***** 阅读材料

考虑某一种状态,无论如何调整卡片位置,都不会减少逆序对数量,这就是我们要找的最优解。
显然在对于一个颜色的数字有序时,达到了上述状态。
于是,我们根据一个颜色的值排序后再计算逆序对就得到了答案。
#include<iostream>
#include<cstdio>
#include<cmath>
#include<cstdlib>
#include<vector>
#include<cstring>
#include<algorithm>
using namespace std;
typedef pair<int,int> card; const int maxn=100000+1;
card c1[maxn],c2[maxn];
bool cmp(const card &a,const card &b)
{
return a.first<b.first|| (a.first==b.first&&a.second<b.second);
} bool cmp1(card a,card b)
{
return a.second<b.second;
}
void merges(vector<card> & cc,int l,int r,long long int &ans)
{
if(l==r)return;
if(l==r-1)
if(cmp1(cc[r],cc[l])){swap(cc[r],cc[l]);ans++;return ;}
else return ;
int mid=(l+r)/2;
vector<card>left,right;
for(int i=l;i<=mid;i++)left.push_back(cc[i]);
for(int i=mid+1;i<=r;i++)right.push_back(cc[i]);
merges(left,0,mid,ans);merges(right,0,r-mid-1,ans);
int l1=0,l2=0,len=0;
while(l1<left.size()&&l2<right.size())

**********

**任务说明**. 把上面那篇讲卡片排序和逆序对计数的题解接着写下去,从它最后一行之后开始。

***** 所给数据

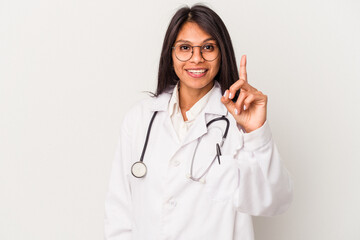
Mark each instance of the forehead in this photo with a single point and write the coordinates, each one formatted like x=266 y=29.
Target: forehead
x=191 y=32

**********

**回答内容**.
{
if(cmp1(right[l2],left[l1])){cc[len++]=right[l2++];ans+=left.size()-l1;}
else{cc[len++]=left[l1++];}
}
while(l1<left.size())
{
cc[len++]=left[l1++];
}
while(l2<right.size())
{
cc[len++]=right[l2++];
}
} int main()
{freopen("john.in","r",stdin);
//freopen("john.out","w",stdout);
long long int ans1=0,ans2=0;
int n;
scanf("%d",&n);
for(int i=0;i<n;i++)
{
scanf("%d%d",&c1[i].first,&c1[i].second);
c2[i].first=c1[i].second;
c2[i].second=c1[i].first;
}
sort(c1,c1+n,cmp);
sort(c2,c2+n,cmp);
vector<card> s1,s2;
for(int i=0;i<n;i++)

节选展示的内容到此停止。